**YOUR INSTRUCTIONS**. Beginning at the line that includes "In this exercise you will locate the moss-covered", return each line exactly through the end of the listing, and no line before it.

┏━━

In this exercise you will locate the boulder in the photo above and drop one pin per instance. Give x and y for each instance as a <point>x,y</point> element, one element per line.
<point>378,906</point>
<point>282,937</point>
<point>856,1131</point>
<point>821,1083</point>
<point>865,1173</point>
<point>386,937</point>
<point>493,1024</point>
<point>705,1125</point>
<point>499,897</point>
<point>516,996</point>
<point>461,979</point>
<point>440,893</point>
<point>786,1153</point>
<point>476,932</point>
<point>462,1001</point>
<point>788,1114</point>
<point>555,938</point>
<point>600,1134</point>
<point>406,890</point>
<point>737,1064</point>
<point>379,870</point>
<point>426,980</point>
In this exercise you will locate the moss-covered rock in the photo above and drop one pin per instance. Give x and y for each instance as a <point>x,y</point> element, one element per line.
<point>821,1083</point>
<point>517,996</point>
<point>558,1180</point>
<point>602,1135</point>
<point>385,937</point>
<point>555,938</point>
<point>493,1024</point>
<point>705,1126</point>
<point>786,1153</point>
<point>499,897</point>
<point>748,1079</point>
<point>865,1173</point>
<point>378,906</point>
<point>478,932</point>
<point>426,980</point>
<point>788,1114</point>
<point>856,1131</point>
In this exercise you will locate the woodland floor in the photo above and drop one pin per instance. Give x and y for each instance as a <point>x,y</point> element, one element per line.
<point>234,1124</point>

┗━━

**RESPONSE TO THE EXERCISE**.
In this exercise you will locate the moss-covered rock in the photo above and drop one pin per instance. Give x and y for each instance as a <point>x,y</point> element, one element per line.
<point>821,1083</point>
<point>517,996</point>
<point>558,1180</point>
<point>602,1135</point>
<point>385,937</point>
<point>555,938</point>
<point>493,1024</point>
<point>705,1126</point>
<point>786,1153</point>
<point>499,897</point>
<point>748,1079</point>
<point>865,1173</point>
<point>378,906</point>
<point>478,932</point>
<point>426,980</point>
<point>788,1114</point>
<point>856,1131</point>
In this exercise you will locate the woodland floor in the photo above and drop one pin per instance. Give x and y for each instance as a <point>x,y</point> element, one element per line.
<point>234,1124</point>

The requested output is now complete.